Passage provided:
The C Preprocessor (which I will usually call CPP) is responsible for macro expansion and processing lines with a leading #. As we’ve said, it does not fully support recursion. As you might expect, that’s the core of the actual problem in our first attempt. Yet, the preprocessor happily thinks it did its job. We’ll see in more detail what’s going on, but the crux of this particular problem is how recursion is disallowed, not that it IS disallowed.

The problem here is that C macros are their own programming language, being used to generate C code. The macro language doesn’t model most of the interesting parts of the language, and it is quite easy to produce code that the preprocessor finds acceptable, that the compiler cannot understand (as we will see).

In both these cases, the preprocessor feels like it’s done its job, and passes off its work to the C compiler. The C compiler gets the generated code, and has no idea that macros were used. It calls the error as it sees it.

This disconnect between the preprocessor and the compiler is one of the things that makes macros in C so unfriendly.

Dataset entries
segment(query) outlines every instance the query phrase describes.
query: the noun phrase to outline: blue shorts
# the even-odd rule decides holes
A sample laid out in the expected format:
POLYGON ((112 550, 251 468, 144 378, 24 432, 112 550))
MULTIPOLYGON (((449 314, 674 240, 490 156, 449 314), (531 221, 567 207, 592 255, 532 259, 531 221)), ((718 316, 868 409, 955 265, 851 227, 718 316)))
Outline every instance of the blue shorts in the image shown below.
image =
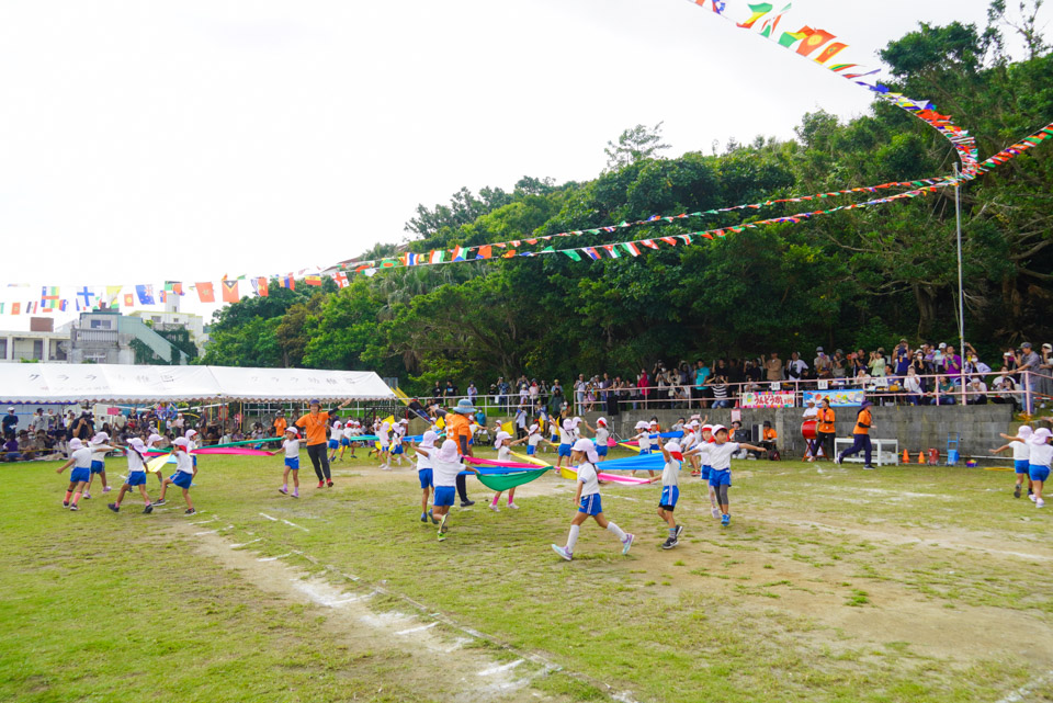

Problem details:
Copy the passage on C macros and the preprocessor, starting with "The problem here" and going on through "it sees it.", and substitute "macro processor" for every occurrence of "preprocessor".

Exercise output:
The problem here is that C macros are their own programming language, being used to generate C code. The macro language doesn’t model most of the interesting parts of the language, and it is quite easy to produce code that the macro processor finds acceptable, that the compiler cannot understand (as we will see).

In both these cases, the macro processor feels like it’s done its job, and passes off its work to the C compiler. The C compiler gets the generated code, and has no idea that macros were used. It calls the error as it sees it.